** START Dataset records **

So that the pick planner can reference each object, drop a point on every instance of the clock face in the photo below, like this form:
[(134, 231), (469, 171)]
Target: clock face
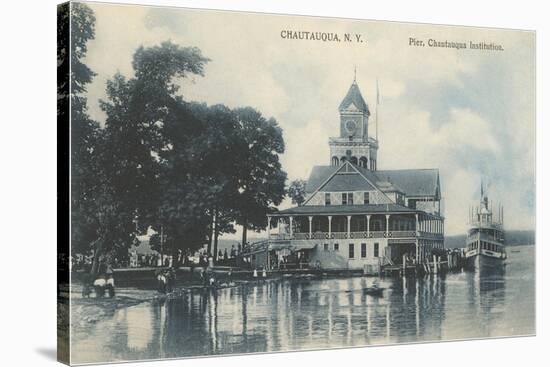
[(351, 126)]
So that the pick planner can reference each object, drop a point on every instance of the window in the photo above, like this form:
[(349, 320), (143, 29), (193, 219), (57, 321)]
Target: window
[(347, 198)]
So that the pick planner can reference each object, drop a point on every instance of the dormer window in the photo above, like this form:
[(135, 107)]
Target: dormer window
[(366, 198), (347, 198)]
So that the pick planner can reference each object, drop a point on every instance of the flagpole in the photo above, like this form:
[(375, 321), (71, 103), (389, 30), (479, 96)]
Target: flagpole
[(377, 102)]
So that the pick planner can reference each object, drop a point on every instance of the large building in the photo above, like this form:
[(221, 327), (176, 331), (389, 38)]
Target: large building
[(355, 215)]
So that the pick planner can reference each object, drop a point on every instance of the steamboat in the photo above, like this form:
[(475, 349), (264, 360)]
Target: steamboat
[(485, 241)]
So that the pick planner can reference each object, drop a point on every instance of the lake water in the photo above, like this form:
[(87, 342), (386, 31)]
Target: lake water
[(299, 314)]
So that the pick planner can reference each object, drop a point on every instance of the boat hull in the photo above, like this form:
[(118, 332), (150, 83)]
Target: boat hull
[(484, 263)]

** END Dataset records **

Requirement =>
Copy all the items above with every "pick planner" changed to "grasp planner" and nothing else altered. Omit the pictures.

Answer to the exercise =>
So that the grasp planner can reference each object, drop a point on every instance of the clock face in the photo below, like this form:
[(134, 231), (469, 171)]
Target: clock face
[(351, 126)]
So that the grasp planner can reference each object, drop a point on every instance of the window in the photo above, like this form:
[(349, 320), (143, 29), (193, 219), (57, 321)]
Target: window
[(347, 198)]
So that the grasp planner can reference each object, drop a point on every instance of the dormer window in the photo above, like this form:
[(135, 107)]
Target: dormer window
[(366, 198), (347, 198)]
So that the grasp planner can reference each object, drop a point on every instance of the flagpole in the photo above, like this form:
[(375, 321), (71, 103), (389, 30), (479, 96)]
Target: flagpole
[(377, 102)]
So that the grasp planner can reference each object, drop a point on every instance of the large building in the photo above, like this form:
[(221, 327), (176, 331), (389, 38)]
Target: large building
[(355, 215)]
So that the grasp planner can reference each object, drop a point on every instance of the steamboat in the photo above, like this form:
[(475, 349), (264, 360)]
Target: steamboat
[(485, 241)]
So that the grasp planner can reference each object, drop a point on every instance of the lake water in the photo above, like this form:
[(87, 342), (386, 31)]
Target: lake water
[(299, 314)]
So that the grasp planner can reference each object, drop a point on every instance of the boat hull in the photo above, like this form:
[(118, 332), (150, 83)]
Target: boat hull
[(484, 263)]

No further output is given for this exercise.